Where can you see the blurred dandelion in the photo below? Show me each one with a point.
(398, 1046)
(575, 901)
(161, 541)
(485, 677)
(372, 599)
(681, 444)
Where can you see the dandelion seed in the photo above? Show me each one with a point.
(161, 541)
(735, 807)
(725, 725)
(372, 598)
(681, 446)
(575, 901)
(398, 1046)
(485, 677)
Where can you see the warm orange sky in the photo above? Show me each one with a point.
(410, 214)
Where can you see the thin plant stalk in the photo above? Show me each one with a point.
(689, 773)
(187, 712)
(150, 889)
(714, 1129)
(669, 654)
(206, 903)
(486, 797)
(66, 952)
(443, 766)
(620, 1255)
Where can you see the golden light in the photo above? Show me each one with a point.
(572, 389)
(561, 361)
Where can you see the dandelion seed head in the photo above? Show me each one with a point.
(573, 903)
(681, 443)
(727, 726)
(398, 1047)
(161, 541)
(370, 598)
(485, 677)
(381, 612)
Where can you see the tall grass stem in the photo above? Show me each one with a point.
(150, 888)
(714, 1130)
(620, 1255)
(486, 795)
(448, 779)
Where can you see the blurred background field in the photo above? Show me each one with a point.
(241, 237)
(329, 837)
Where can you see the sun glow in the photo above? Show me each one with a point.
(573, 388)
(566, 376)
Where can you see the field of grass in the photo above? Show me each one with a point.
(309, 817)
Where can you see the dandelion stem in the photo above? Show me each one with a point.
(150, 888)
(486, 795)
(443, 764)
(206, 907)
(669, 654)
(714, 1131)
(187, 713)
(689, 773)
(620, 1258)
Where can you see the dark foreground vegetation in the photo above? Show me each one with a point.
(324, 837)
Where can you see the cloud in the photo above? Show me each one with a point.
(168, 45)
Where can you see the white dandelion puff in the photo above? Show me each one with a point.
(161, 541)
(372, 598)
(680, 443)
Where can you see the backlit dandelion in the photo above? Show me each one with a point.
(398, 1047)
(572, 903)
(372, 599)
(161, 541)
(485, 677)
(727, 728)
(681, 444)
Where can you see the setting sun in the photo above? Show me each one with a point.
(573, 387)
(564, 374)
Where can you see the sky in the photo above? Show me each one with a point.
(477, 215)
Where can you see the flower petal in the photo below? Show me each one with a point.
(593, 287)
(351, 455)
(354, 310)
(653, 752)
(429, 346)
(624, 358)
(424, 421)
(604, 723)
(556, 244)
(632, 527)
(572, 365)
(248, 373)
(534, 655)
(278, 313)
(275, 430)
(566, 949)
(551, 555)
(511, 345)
———
:: Work to be completed ::
Rewrite the records above as a JSON list of strings, one string for each line, leaving out any blank lines.

:: Answer to this exercise ::
[
  "Where can you see the blurred dandelion in the photo below? Show me each one with a point.",
  "(398, 1046)",
  "(575, 901)",
  "(161, 541)",
  "(485, 677)",
  "(372, 599)",
  "(681, 444)",
  "Where can you see the dandelion seed in the photo above? Show me each one with a point.",
  "(161, 541)",
  "(735, 807)",
  "(725, 725)",
  "(372, 598)",
  "(681, 446)",
  "(575, 901)",
  "(398, 1046)",
  "(485, 677)",
  "Where can you see the warm orange sky in the photo above? Show me each one with a point.",
  "(410, 214)",
  "Where can you see the thin plant stalk in the photo above? Show me each one with a point.",
  "(689, 773)",
  "(187, 712)",
  "(150, 889)",
  "(714, 1129)",
  "(669, 654)",
  "(206, 903)",
  "(486, 797)",
  "(66, 952)",
  "(443, 766)",
  "(620, 1255)",
  "Where can you see the golden light in the photo above? Show me each one with a point.",
  "(572, 389)",
  "(561, 361)",
  "Where can you see the dandelion seed head in the photo above? Show me each one with a point.",
  "(573, 903)",
  "(681, 443)",
  "(727, 726)",
  "(398, 1047)",
  "(161, 541)",
  "(370, 598)",
  "(485, 677)",
  "(381, 612)",
  "Where can you see the tall grass stem in the photo above? Show me each one with a point.",
  "(150, 888)",
  "(714, 1130)",
  "(620, 1255)",
  "(486, 795)",
  "(448, 779)",
  "Where can you see the blurred background field in the photo above? Show me each one with a point.",
  "(241, 237)",
  "(329, 837)",
  "Where can you see the sun glow in the photo above? Show me each one with a point.",
  "(573, 388)",
  "(566, 376)",
  "Where can you see the field of grass in the photo above? Show me each one with a point.",
  "(309, 817)",
  "Where can you see the dandelion stem in the photo above? Show me each one with a point.",
  "(150, 888)",
  "(486, 795)",
  "(443, 764)",
  "(206, 907)",
  "(669, 654)",
  "(714, 1131)",
  "(187, 713)",
  "(689, 773)",
  "(620, 1258)",
  "Where can you see the dark foreground vegetation in the photo above? Show me each one with a point.",
  "(324, 837)",
  "Where can you see the cloud in the photo above? Show me each one with a point.",
  "(168, 45)",
  "Where can you see the white dandelion puff in the photo above? Show me each one with a point.",
  "(161, 541)",
  "(372, 598)",
  "(680, 443)",
  "Where can you see the backlit dandelion in the photo above? Show me each one with a point.",
  "(398, 1047)",
  "(572, 903)",
  "(372, 599)",
  "(161, 541)",
  "(485, 677)",
  "(727, 728)",
  "(681, 444)",
  "Where can you see the setting sun in the photo above? Show me each one with a point.",
  "(573, 387)",
  "(564, 374)",
  "Where can you see the sky in the photo above? Show me each one with a point.",
  "(477, 215)",
  "Where can you see the flower petal in the photo below? Show me each one with a point.",
  "(593, 287)",
  "(351, 455)",
  "(354, 310)",
  "(653, 752)",
  "(429, 346)",
  "(624, 358)",
  "(424, 421)",
  "(604, 723)",
  "(556, 244)",
  "(632, 527)",
  "(572, 365)",
  "(248, 373)",
  "(534, 655)",
  "(278, 313)",
  "(275, 430)",
  "(566, 949)",
  "(551, 555)",
  "(511, 345)"
]